Every record below must be set down again exactly as given.

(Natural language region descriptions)
__________________________________________________

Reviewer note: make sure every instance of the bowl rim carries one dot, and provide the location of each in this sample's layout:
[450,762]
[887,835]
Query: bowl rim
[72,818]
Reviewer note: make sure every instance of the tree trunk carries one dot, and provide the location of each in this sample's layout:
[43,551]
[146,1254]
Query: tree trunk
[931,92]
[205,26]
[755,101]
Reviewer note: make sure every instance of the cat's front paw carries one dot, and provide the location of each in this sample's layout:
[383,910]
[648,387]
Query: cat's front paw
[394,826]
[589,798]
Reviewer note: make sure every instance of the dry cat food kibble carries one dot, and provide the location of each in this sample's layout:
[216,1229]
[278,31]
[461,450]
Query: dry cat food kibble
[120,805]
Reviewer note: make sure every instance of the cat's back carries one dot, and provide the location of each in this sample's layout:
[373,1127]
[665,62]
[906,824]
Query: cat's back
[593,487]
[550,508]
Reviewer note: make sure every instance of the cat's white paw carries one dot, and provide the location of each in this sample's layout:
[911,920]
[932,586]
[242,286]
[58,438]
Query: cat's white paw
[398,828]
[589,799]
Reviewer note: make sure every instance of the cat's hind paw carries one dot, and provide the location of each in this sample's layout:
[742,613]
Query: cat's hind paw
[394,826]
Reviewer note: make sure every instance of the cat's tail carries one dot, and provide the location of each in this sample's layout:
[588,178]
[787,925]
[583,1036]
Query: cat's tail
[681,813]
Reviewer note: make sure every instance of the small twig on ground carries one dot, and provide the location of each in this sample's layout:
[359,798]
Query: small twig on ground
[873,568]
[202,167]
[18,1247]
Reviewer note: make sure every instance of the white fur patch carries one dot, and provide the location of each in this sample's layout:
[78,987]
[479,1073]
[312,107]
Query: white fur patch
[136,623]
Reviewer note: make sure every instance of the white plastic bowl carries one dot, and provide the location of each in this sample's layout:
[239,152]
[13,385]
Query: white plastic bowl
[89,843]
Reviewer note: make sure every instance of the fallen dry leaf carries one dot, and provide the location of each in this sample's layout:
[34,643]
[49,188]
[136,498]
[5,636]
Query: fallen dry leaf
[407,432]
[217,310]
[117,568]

__________________________________________________

> [Written solution]:
Reviewer note: make sure every instance of the bowl rim carries one dot, and provide the location of each in this sample's layout:
[450,762]
[887,835]
Query: bowl rim
[72,818]
Reviewer note: make sure every instance of the tree trunk carries one dot, and provide the location of each in this sample's layout:
[43,551]
[146,1254]
Query: tree trunk
[931,92]
[205,26]
[755,101]
Reviewer note: make sure every instance of the cat's front paw carries one dot, and provide the location of each in this sample's layout:
[383,910]
[648,387]
Query: cat's front paw
[394,826]
[589,798]
Reviewer note: make sure every instance of the dry cat food kibble carries one dot, and provide the location of each in this sample's layout:
[216,1229]
[278,31]
[461,450]
Query: dry cat food kibble
[120,805]
Reviewer note: make sure every instance of the cat's back carries one dot, and provide the location of each in this sample's layout:
[373,1127]
[665,62]
[906,824]
Query: cat's back
[593,487]
[550,508]
Reviewer note: make sure every instance of the cat's white paw carries one dot, and provide the location of each in this sample's layout:
[911,920]
[932,586]
[242,286]
[58,438]
Query: cat's white paw
[398,828]
[589,799]
Reviewer note: make sure every instance of the cat's hind paw carries one dot, and provide the location of each in this sample's layout:
[742,613]
Query: cat's hind paw
[394,826]
Reviewer note: make sure every instance of the cat's tail carries one dot, and provide the location of each in this sample's layout:
[588,178]
[787,925]
[583,1036]
Query: cat's tail
[681,813]
Reviewer note: make sure every instance of the small twig on ground carries one dot, and provide the location of each in this sample's layout:
[359,798]
Query: small twig on ground
[873,568]
[202,167]
[18,1247]
Reviewer note: make sure every instance of the white fur patch carries one dot, and provide the location of each in this sample's layout:
[78,987]
[479,1073]
[312,107]
Query: white fur patch
[136,623]
Reviewer note: make sure every instance of the white plastic bowl carries one dot, and provide the location of each in this sample's layout:
[239,152]
[13,385]
Query: white plastic bowl
[89,843]
Reviewer note: make sure every instance of the fallen dry leaf carries one dot, and provide the location of each in this sample's layout:
[34,643]
[49,188]
[136,498]
[5,636]
Query: fallen dry leaf
[407,432]
[217,310]
[117,568]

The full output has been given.